WORK TASK
Set the data down again, word for word, as it appears below.

*** DATA SHOWN Section Begins ***

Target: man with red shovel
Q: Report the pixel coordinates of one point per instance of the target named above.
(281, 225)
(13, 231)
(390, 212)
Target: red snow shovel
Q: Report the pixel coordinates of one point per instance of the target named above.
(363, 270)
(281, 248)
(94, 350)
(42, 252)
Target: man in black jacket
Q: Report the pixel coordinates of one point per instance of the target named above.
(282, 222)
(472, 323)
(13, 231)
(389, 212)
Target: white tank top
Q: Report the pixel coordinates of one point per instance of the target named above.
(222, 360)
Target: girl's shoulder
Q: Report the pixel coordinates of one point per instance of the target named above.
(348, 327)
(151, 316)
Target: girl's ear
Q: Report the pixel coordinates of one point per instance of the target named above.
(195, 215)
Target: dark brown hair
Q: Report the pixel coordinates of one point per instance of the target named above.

*** DATA SHOWN Section Ends ***

ANSWER FOR THE TASK
Target: man with red shovel
Q: Report the pixel coordinates of one point per instance of the target named above.
(281, 225)
(13, 231)
(390, 212)
Target: red snow shovel
Q: Report the pixel coordinates of one point per instance of the target named above.
(363, 270)
(281, 248)
(94, 350)
(42, 252)
Target: man in black jacket
Q: Report the pixel coordinates of one point per instance of the target named above.
(282, 222)
(472, 323)
(13, 231)
(389, 212)
Target: white tank top
Q: Report the pixel coordinates of one point per instance of the target named above.
(222, 360)
Target: girl's shoulder
Q: Report the pixel coordinates of one point per instance of the target named above.
(348, 327)
(151, 316)
Target: girl's ear
Q: Report the pixel coordinates of one point per instance of the target named above.
(195, 215)
Target: dark brown hair
Q: Report the pixel coordinates of one point per instance of the target named above.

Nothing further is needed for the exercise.